# To do
Output all the material that follows, exactly as given.

# Extracted entries
· · ·

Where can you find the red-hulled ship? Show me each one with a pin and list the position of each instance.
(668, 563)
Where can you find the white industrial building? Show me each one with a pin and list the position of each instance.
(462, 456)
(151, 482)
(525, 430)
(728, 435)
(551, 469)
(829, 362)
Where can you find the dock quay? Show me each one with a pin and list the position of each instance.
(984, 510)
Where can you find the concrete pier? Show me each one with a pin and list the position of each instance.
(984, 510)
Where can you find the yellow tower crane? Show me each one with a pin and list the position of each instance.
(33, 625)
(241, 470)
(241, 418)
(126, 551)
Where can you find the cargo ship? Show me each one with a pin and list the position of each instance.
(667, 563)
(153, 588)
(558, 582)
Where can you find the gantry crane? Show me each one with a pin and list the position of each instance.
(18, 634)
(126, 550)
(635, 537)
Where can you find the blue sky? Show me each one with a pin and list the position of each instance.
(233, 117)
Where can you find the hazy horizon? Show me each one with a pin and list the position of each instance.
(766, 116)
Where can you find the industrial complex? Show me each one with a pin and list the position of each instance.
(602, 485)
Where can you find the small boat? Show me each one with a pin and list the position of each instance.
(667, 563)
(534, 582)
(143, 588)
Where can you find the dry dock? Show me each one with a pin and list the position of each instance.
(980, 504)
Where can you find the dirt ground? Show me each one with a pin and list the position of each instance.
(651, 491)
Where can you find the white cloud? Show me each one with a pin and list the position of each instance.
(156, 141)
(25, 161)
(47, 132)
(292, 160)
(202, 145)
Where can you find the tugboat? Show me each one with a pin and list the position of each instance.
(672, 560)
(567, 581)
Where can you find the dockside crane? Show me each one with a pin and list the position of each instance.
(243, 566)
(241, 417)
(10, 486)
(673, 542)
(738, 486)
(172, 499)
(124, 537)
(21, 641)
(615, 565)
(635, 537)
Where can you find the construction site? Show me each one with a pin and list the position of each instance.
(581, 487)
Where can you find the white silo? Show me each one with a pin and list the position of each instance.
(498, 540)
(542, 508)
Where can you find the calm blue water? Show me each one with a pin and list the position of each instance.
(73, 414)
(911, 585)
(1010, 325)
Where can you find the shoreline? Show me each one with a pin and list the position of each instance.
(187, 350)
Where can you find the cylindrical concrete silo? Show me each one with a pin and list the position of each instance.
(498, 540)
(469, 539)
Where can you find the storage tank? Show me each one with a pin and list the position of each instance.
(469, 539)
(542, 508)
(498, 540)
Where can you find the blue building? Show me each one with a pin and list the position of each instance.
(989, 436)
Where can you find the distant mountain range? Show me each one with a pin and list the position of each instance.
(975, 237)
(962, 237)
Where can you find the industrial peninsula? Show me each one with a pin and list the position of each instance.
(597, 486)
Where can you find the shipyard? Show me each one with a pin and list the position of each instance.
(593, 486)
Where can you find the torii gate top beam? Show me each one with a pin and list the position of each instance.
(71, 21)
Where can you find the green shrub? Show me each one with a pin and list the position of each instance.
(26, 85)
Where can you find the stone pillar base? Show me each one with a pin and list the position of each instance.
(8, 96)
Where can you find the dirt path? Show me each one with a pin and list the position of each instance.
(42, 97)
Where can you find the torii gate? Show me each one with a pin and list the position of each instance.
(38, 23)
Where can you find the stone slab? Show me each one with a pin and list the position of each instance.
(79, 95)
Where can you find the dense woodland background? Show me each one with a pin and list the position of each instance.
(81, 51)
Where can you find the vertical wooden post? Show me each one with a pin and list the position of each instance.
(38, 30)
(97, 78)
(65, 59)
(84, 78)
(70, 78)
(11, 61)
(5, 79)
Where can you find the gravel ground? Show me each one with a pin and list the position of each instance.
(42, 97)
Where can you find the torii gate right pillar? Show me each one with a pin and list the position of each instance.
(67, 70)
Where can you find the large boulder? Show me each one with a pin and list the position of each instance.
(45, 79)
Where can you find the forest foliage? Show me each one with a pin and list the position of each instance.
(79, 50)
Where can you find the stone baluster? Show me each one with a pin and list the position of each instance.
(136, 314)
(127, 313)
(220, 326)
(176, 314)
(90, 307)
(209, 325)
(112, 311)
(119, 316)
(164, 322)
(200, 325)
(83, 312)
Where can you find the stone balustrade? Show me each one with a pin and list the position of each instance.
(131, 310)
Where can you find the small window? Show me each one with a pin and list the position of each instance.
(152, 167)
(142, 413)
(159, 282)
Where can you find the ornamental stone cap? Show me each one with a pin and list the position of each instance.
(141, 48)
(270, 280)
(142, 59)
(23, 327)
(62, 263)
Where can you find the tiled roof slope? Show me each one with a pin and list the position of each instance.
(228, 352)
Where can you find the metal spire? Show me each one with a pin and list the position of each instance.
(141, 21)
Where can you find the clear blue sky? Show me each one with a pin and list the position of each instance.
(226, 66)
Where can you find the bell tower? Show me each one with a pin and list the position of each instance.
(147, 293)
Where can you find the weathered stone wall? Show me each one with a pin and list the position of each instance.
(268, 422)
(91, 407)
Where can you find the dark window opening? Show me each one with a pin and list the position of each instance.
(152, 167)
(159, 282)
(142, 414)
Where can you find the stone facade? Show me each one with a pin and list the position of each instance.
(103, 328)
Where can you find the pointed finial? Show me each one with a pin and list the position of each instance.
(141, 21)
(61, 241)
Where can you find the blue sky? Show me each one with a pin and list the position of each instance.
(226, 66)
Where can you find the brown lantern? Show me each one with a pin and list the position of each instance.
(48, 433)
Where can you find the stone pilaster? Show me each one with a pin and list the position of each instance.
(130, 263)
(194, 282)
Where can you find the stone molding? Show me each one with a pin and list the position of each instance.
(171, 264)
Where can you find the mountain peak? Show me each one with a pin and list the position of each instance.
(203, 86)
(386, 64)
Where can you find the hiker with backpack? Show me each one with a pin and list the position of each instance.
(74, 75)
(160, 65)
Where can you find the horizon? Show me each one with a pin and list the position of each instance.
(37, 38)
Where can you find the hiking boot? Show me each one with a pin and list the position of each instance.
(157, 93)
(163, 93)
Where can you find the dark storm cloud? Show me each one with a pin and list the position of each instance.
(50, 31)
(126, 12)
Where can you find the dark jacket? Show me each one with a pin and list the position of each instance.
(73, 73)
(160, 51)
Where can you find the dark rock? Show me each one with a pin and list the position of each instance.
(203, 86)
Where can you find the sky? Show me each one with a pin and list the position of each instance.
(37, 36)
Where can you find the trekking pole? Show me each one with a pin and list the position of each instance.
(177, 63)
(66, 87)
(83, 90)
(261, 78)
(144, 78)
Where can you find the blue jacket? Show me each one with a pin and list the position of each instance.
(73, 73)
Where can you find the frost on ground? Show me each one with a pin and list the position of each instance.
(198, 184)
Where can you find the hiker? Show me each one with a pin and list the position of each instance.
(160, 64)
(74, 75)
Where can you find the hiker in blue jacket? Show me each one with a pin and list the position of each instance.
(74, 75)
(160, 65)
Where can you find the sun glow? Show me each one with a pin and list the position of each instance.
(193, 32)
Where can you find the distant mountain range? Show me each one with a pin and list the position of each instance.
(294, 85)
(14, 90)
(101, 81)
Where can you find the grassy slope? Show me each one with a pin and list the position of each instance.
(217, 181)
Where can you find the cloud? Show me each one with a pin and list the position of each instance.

· · ·

# Expected answer
Where can you find the red-hulled ship? Show me each one with a pin and list the position of each instance.
(668, 563)
Where can you find the white industrial building? Show me each one with a pin and list the position of each instance.
(462, 456)
(151, 482)
(525, 430)
(728, 435)
(551, 469)
(829, 362)
Where can you find the dock quay? Show me each one with a pin and list the position of each instance.
(984, 510)
Where can you find the concrete pier? Show me each one with a pin and list the position of each instance.
(984, 510)
Where can you find the yellow tower crane? Show me each one with a pin and list the position of each instance.
(33, 625)
(241, 470)
(241, 418)
(126, 551)
Where can you find the cargo ship? Show me each one with a pin and list the position of each instance.
(667, 563)
(153, 588)
(558, 582)
Where can you find the gantry crane? Show me each one with a pin and list the position of each instance.
(18, 634)
(126, 550)
(635, 537)
Where can you find the blue sky? Show me each one with a pin and list the position of each instance.
(233, 117)
Where can you find the hazy horizon? Show me each one with a pin and list the position of each instance.
(766, 116)
Where can you find the industrial complex? Show me each one with a pin and list the position of each instance.
(602, 485)
Where can you find the small boat? Show me each one with a pin and list the position of each instance.
(667, 563)
(534, 582)
(143, 588)
Where can you find the dry dock? Show me each one with a pin and list the position of each instance.
(980, 504)
Where can you find the dirt ground? Show me each one with a pin and list the position of each instance.
(651, 491)
Where can you find the white cloud? Show me each one with a pin and list the position of each instance.
(156, 141)
(25, 161)
(47, 132)
(292, 160)
(202, 145)
Where can you find the tugboat? Show me each one with a pin and list the position of each instance.
(672, 560)
(567, 581)
Where can you find the dockside crane? Show me each one with a pin and list the position of each instance.
(243, 566)
(241, 417)
(10, 486)
(673, 542)
(738, 486)
(172, 499)
(124, 537)
(21, 641)
(615, 565)
(635, 537)
Where can you find the construction site? Show me each one with a pin and list the position of each instance.
(581, 487)
Where can you find the white silo? Show me each one with a pin and list the position of each instance.
(498, 540)
(542, 508)
Where can you find the calm blue water? Show me each one with a pin and list the position of each instance.
(73, 414)
(911, 585)
(1010, 325)
Where can you find the shoreline? Show me each one with a pin and list the position of each instance.
(187, 350)
Where can you find the cylindrical concrete silo? Show me each one with a pin and list the position of each instance.
(498, 540)
(469, 539)
Where can you find the storage tank? Show me each one with a pin and list the position of each instance.
(469, 539)
(542, 508)
(498, 540)
Where can you find the blue building? Show me each one with a pin and list the position of each instance.
(989, 436)
Where can you find the distant mountain range? Show me each one with a pin and list the position of each instance.
(975, 237)
(962, 237)
Where can you find the industrial peninsula? Show me each one with a pin and list the position of each instance.
(597, 486)
Where can you find the shipyard? Show me each one with a pin and list the position of each instance.
(593, 486)
Where can you find the torii gate top beam? Show me each one with a pin and list the position of each instance.
(71, 21)
Where can you find the green shrub? Show me each one with a pin and list the position of each instance.
(26, 85)
Where can you find the stone pillar base? Show me each one with a pin and list the position of each instance.
(8, 96)
Where can you find the dirt path? Show me each one with a pin and list the position of each instance.
(42, 97)
Where can you find the torii gate? Show me each one with a pin and list the position of each instance.
(38, 23)
Where can you find the stone slab? Show me each one with a pin and list the position of each instance.
(79, 95)
Where can you find the dense woodland background? Show me each one with a pin and list the position of each instance.
(81, 51)
Where can you find the vertical wooden post? Show me each one with a pin and list the position of each instance.
(38, 30)
(97, 78)
(65, 59)
(84, 78)
(70, 78)
(11, 61)
(5, 79)
Where can you find the gravel ground? Show me each one with a pin and list the position of each instance.
(42, 97)
Where can you find the torii gate right pillar? Show me each one with a pin and list the position of each instance.
(67, 70)
Where can you find the large boulder? Show me each one with a pin and list the position of each instance.
(45, 79)
Where can you find the forest foliage? Show me each one with a pin and list the position of each instance.
(79, 50)
Where can you find the stone baluster? Show me each one with a pin and list the position of each instance.
(136, 314)
(127, 313)
(220, 326)
(176, 314)
(90, 307)
(209, 325)
(112, 311)
(119, 316)
(164, 322)
(200, 325)
(83, 312)
Where can you find the stone balustrade? Show me each one with a pin and list the position of each instance.
(131, 310)
Where can you find the small window? Show me each one with a pin and list the position of each instance.
(152, 167)
(142, 413)
(159, 282)
Where can you find the ornamental stone cap? Show me each one with a pin and list the position of each instance.
(141, 48)
(270, 280)
(142, 59)
(23, 327)
(62, 263)
Where can you find the tiled roof slope? Show me each one with a pin and list the position of each instance.
(228, 352)
Where can you find the metal spire? Show me each one with a pin and list the position of each instance.
(141, 21)
Where can you find the clear blue sky? Show me each one with a pin and list the position of each instance.
(226, 66)
Where can you find the bell tower? Show me each one with a pin and list the position of each instance.
(147, 293)
Where can you find the weathered stone wall? Show me each one with a pin and list the position of each instance.
(268, 422)
(91, 407)
Where can you find the dark window opening? Show me each one with a pin and list the position of each instance.
(152, 167)
(159, 282)
(142, 414)
Where can you find the stone facade? Show me each one with a pin and list the position of each instance.
(103, 328)
Where can you find the pointed finial? Show me each one with a pin and list the position of each instance.
(141, 21)
(61, 241)
Where can you find the blue sky? Show me each one with a pin and list the position of each instance.
(226, 66)
Where can you find the brown lantern? Show me each one with a pin and list the position of each instance.
(48, 433)
Where can you find the stone pilaster? Show me each one with a pin and list the position of each instance.
(130, 263)
(194, 282)
Where can you find the stone molding? Show me each one with a pin and list the position of each instance.
(171, 264)
Where can you find the mountain peak? Show me each one with a pin and list the position of each instance.
(203, 86)
(386, 64)
Where can you find the hiker with backpack? Show me each one with a pin and list the position of each instance.
(74, 75)
(160, 65)
Where can you find the horizon? Show me each one with a pin and list the position of each instance.
(37, 38)
Where can you find the hiking boot? Show me each one with a pin and list the position of each instance.
(157, 93)
(163, 93)
Where can you find the dark storm cloud? Show me each one with a pin and list the position of each instance.
(50, 31)
(126, 12)
Where can you find the dark jacket? Show me each one with a pin and list the position of each instance.
(73, 73)
(160, 51)
Where can you find the dark rock? Show me each one with a pin and list the position of each instance.
(203, 86)
Where can you find the sky? Show me each one with a pin and list the position of each instance.
(37, 36)
Where can you find the trekking pole? Show me each one with a pin and list the position of each instance.
(177, 63)
(66, 87)
(83, 90)
(261, 78)
(144, 78)
Where can you find the blue jacket? Show me each one with a pin and list the position of each instance.
(73, 73)
Where can you find the frost on ground? Show me each one with a pin and list the position of each instance.
(198, 184)
Where can you find the hiker? Show me each one with a pin and list the position of each instance.
(160, 64)
(74, 75)
Where can you find the hiker in blue jacket? Show me each one with a pin and list the position of each instance.
(74, 75)
(160, 65)
Where can you find the sun glow? Show me each one with a pin and list the position of each instance.
(193, 32)
Where can you find the distant mountain range? Show me each one with a pin and list the position of each instance.
(294, 85)
(14, 90)
(101, 81)
Where can you find the grassy slope? Show me each one with a pin and list the position of each instance.
(217, 181)
Where can you find the cloud? Show me each one with a pin and list the position of each instance.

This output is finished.